**WHAT IS NEEDED**:
Will you extract the entries word for word? Images should not appear in the copy.

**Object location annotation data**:
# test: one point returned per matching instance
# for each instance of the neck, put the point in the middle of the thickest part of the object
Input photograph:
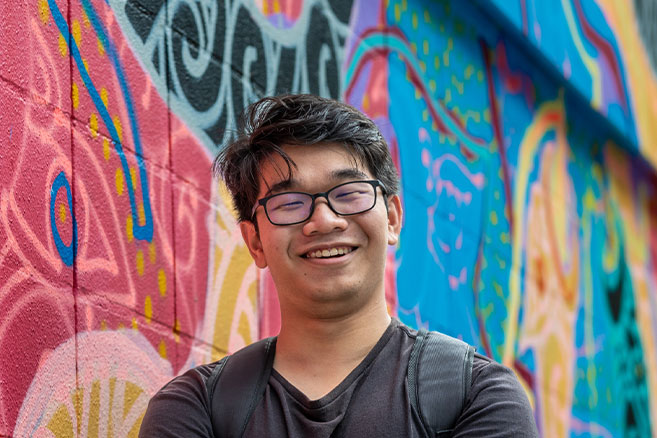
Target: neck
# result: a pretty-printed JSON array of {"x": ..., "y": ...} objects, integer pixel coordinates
[{"x": 339, "y": 341}]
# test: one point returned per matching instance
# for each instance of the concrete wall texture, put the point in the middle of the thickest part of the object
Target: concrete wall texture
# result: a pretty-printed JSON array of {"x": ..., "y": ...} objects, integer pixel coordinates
[{"x": 524, "y": 132}]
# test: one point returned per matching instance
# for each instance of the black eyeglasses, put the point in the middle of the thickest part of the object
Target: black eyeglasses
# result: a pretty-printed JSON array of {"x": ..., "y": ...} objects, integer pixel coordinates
[{"x": 346, "y": 199}]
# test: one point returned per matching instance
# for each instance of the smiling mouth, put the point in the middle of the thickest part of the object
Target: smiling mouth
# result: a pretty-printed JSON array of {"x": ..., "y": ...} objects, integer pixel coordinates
[{"x": 329, "y": 252}]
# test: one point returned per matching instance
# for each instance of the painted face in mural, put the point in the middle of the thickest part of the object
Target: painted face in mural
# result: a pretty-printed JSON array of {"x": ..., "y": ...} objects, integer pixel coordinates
[{"x": 324, "y": 286}]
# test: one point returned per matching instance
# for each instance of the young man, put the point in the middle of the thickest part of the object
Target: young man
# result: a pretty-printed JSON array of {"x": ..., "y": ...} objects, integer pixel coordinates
[{"x": 317, "y": 196}]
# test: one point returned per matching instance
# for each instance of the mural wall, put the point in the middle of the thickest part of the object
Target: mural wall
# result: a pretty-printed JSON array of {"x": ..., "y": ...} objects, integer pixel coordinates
[{"x": 524, "y": 137}]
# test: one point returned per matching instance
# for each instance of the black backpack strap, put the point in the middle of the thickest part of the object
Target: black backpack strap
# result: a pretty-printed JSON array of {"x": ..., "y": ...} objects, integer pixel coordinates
[
  {"x": 439, "y": 378},
  {"x": 244, "y": 377}
]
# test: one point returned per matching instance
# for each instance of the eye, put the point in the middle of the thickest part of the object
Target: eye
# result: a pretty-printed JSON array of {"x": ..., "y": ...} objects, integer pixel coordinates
[
  {"x": 288, "y": 205},
  {"x": 286, "y": 202}
]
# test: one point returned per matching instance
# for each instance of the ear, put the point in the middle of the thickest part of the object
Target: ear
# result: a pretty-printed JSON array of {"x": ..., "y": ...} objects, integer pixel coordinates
[
  {"x": 252, "y": 240},
  {"x": 394, "y": 219}
]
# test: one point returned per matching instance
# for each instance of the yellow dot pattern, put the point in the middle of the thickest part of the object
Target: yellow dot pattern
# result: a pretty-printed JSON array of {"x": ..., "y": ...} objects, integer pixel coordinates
[{"x": 118, "y": 179}]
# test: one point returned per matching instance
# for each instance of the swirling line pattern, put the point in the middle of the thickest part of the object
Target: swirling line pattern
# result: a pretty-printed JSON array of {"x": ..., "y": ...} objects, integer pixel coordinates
[{"x": 526, "y": 232}]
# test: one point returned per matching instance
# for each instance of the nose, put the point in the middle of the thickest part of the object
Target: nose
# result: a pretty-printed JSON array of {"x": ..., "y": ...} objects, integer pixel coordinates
[{"x": 323, "y": 220}]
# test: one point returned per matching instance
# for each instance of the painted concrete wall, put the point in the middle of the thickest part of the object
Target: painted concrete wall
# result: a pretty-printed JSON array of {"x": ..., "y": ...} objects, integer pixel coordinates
[{"x": 525, "y": 140}]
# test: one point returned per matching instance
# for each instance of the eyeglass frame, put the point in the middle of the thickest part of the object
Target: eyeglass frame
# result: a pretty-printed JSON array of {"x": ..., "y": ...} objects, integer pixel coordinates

**TASK RESPONSE**:
# test: one point returned per matching instance
# for each instance of the neck, put the point in the middle of the thickest part of the object
Input photograph:
Target: neck
# result: a pretty-printed JSON array of {"x": ..., "y": ...} objects, integer pixel coordinates
[{"x": 339, "y": 341}]
# test: one point returned per matching instance
# for each instance of the concrete wall texture, put the point in the middle of the thickest part of the object
Target: concrete wall texture
# result: a pretty-printed JSON array of {"x": ..., "y": ...} objects, integer pixel coordinates
[{"x": 524, "y": 132}]
# test: one point returned per matching instance
# for each instance of the black eyeglasses, put the point in the middle of the thickest part of the object
Target: black eyeglasses
# result: a pretty-printed JSON array of {"x": ..., "y": ...} objects, integer pixel coordinates
[{"x": 346, "y": 199}]
# test: one point returned per matching instance
# for each instance of the smiling mouth, put the point in the middle of the thickest part of the object
Target: smiling mouth
# result: a pretty-printed JSON array of {"x": ..., "y": ...} objects, integer pixel coordinates
[{"x": 329, "y": 252}]
# test: one point returned per matching instance
# for each instance of the painted face in mural, put the point in the middle of the thickest part of the object
Target: painted face in mural
# result: a pretty-printed JSON array of {"x": ..., "y": ...} objects, integer pixel coordinates
[{"x": 324, "y": 286}]
# test: one point returned per matching instance
# for each instance of the young man, put the point in the middle of the thickest part of the object
Target: young man
# result: a pretty-printed JSON array of {"x": ..., "y": ...} objects, integer pixel coordinates
[{"x": 317, "y": 196}]
# test: one point returned per matching instance
# for each instance of the mural wall, put the point in the middle of the thickest part of the object
Target: mural wall
# result: a pretty-printed JSON array of {"x": ..., "y": ...} objects, integer pixel coordinates
[{"x": 524, "y": 137}]
# test: one point returned per matching instance
# for each instance of the black backpack strap, put the point in the middle of the thickest part of the object
Target: black backpack strap
# result: a pretty-printed JSON array of {"x": ..., "y": ...} objects, integer pixel coordinates
[
  {"x": 439, "y": 378},
  {"x": 244, "y": 377}
]
# test: one point returned per matching instance
# for each instance of the eye, put the point in the middle of the thickest part of the object
Target: eye
# result: a pretty-printed JSON array of {"x": ..., "y": ...} objects, integer pixel coordinates
[
  {"x": 288, "y": 205},
  {"x": 286, "y": 202}
]
# test: one point returned per matching instance
# for each instance of the ear, put the point in the middle of the thickest part of the object
Target: ear
# result: a pretty-printed JSON array of {"x": ..., "y": ...} objects, integer pixel coordinates
[
  {"x": 252, "y": 240},
  {"x": 394, "y": 219}
]
# test: one point returned per matching instance
# for each instance of the yellow dot pattern, put the point in the middle of the thickest part of the object
Target: yellow dot pattern
# result: a pretty-printed JSON array of {"x": ..., "y": ...} objects, integer pixel coordinates
[{"x": 118, "y": 179}]
# test: one point returned per matching instance
# for each instance of the swirling line pattern, put the point in the middle of the thickest part of the object
Target: swirling line pattern
# result: a pretty-printed JSON array of {"x": ..., "y": ...} objects, integer pixel coordinates
[{"x": 526, "y": 232}]
# test: one point returned per matching instance
# for each instance of the nose, put the point in the middle of the thickest part of the object
Target: nose
# result: a pretty-printed JSON array of {"x": ..., "y": ...} objects, integer pixel coordinates
[{"x": 323, "y": 220}]
# test: one point returned per matching instance
# for each instance of the painted concrete wall, put the point in the middle of the thickest part of the object
Target: painted concrete wall
# result: a pretty-printed JSON array of {"x": ..., "y": ...} objects, integer pixel coordinates
[{"x": 525, "y": 140}]
# test: one point returned per matching instance
# for each instance of the eyeglass frame, put the point in the middle of the thickest part of the object
Target: eyeglass frame
# result: a pretty-printed JSON array of {"x": ..., "y": ...} objects, integer pixel coordinates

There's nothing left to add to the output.